## TEXT PROVIDED
·····
To justify retaining retail-rate NEM, the report cites existing research from NYSERDA that finds any potential negative consequence of net metering is expected to be minimal at today’s low levels of DER penetration. The report also cites research that finds net energy metering as currently implemented provides a reasonable proxy for DER value. At the same time, New York currently lacks the advanced metering and communications technology needed to determine the precise benefits of DERs. For these reasons, EDF argues that retail-rate NEM serves as a fair compensation method, at least for the interim.

However, EDF also made three recommendations intended to enhance NEM in the short term, the first of which is to move NEM customers to time-variant pricing that is reflective of the actual costs of generating and delivering electricity.

Currently, NEM customers in Con Ed territory are discouraged from switching to time-of-use rates because credits for excess electricity can be used only to offset consumption in the same time period that the credits were produced. To remove the disincentive, EDF recommends “providing monetary bill credits (instead of kilowatt-hour credits) for the retail value of exports in each time period and allowing these credits to be used against grid consumption in any time period.” A well-designed time-variant price signal could encourage customers to make DER investments that are more socially beneficial.

The second modification is to offer customers a credit recognizing the value of west-facing solar panels, or other DERs that have been configured to be particularly beneficial during peak periods.

The third change is to offer a credit for DERs located in areas of the distribution system where constraints have been identified by the distribution utility. The credit should be based on the estimated value of avoided or deferred infrastructure investments. For the credit to work, utilities would have to identify locations where credits are warranted in their Distributed System Implementation Plan filings. Initial DSIP filings are due June 30.

Under the EDF proposal, on-site DER projects that do not qualify for credits would continue to receive the retail-rate NEM credit. Off-site DERs are treated differently, however. EDF recommends that community net-metered projects should transition to an LMP+D valuation more quickly.

“Net metering has been very successful. People understand it, solar is proliferating, and one would not want to see that slow down,” said Stein. “But, ultimately, one wants solar to be deployed even more strategically, when and where it has the greatest value.”

“In the long term, we want a rate structure [in which] the underlying pricing comes as close as possible to signaling where you want reductions in load from any source -- solar or otherwise,” she added.

EDF Full Value Proposal

In addition to proposing an interim successor to NEM, EDF offered comments on a full valuation methodology for DERs, which EDF economists presented on at a technical conference on May 10.
·····
## RAW DATA
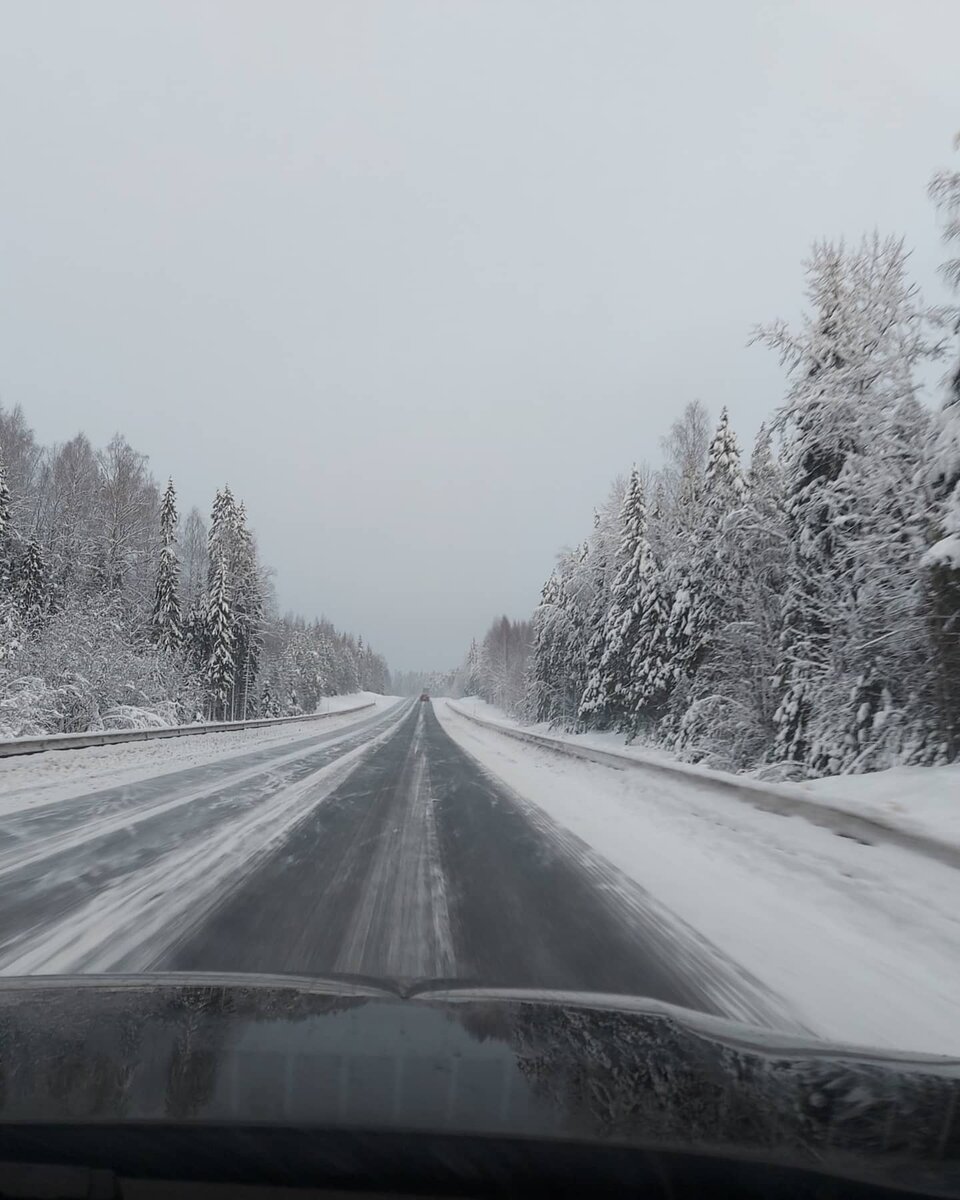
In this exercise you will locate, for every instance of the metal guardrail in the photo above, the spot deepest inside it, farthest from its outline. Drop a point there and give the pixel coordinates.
(781, 798)
(111, 737)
·····
## WRITTEN TASK 1
Can you write out the part of the net metering text starting at "However, EDF also" and ending at "more socially beneficial."?
## WRITTEN TASK 2
Could you continue the text on New York net metering from where it stops?
The listing isn't needed here.

## RESULT 1
However, EDF also made three recommendations intended to enhance NEM in the short term, the first of which is to move NEM customers to time-variant pricing that is reflective of the actual costs of generating and delivering electricity.

Currently, NEM customers in Con Ed territory are discouraged from switching to time-of-use rates because credits for excess electricity can be used only to offset consumption in the same time period that the credits were produced. To remove the disincentive, EDF recommends “providing monetary bill credits (instead of kilowatt-hour credits) for the retail value of exports in each time period and allowing these credits to be used against grid consumption in any time period.” A well-designed time-variant price signal could encourage customers to make DER investments that are more socially beneficial.

## RESULT 2
The filing calls for an electric service price structure that is fully unbundled and granular to reflect disparate values of different DERs and to provide price signals based on time and location. Ideally, these variations should be reflected in the full social cost of generation and transmission of a given unit of energy.

“To successfully achieve this, energy wholesale market prices would need to internalize the full external cost caused by greenhouse gases and other pollutants, and resources that do not participate in the wholesale market such as small DER that are located at customer premises, would also need to bear the full external cost of their pollution,” the proposal states. “On the delivery side of the retail customer’s bill, the rate structure should provide price signals that in turn reflect the relevant local peaks that drive distribution system costs, as well as location-and time-specific volumetric charges that reflect energy losses on the distribution system.”

EDF argues that price structure, combined with the basic premise of NEM -- netting on-site generation against consumption -- would ensure customers pay for the full cost of services they receive from the grid, while being compensated for the full value of services they provide to the grid.

Another central element of EDF’s long-term proposal is for the PSC to implement the LMP+D+E mechanism, where E refers to a resource’s emission reduction benefits.

The filing states: “As the Commission noted in the BCA Framework Order, while the wholesale markets reflect the value of existing programs for controlling air emissions, they do not accommodate the full value of the external costs related to those emissions. Therefore, consideration of the full external damage costs requires an approach designed to address this undervaluation. Furthermore, different DERs have different emissions characteristics which are independent of the value of their benefits to the distribution system, and these benefits therefore need to be separately considered and valued in an E value that does vary depending on the characteristics of the DER technology.”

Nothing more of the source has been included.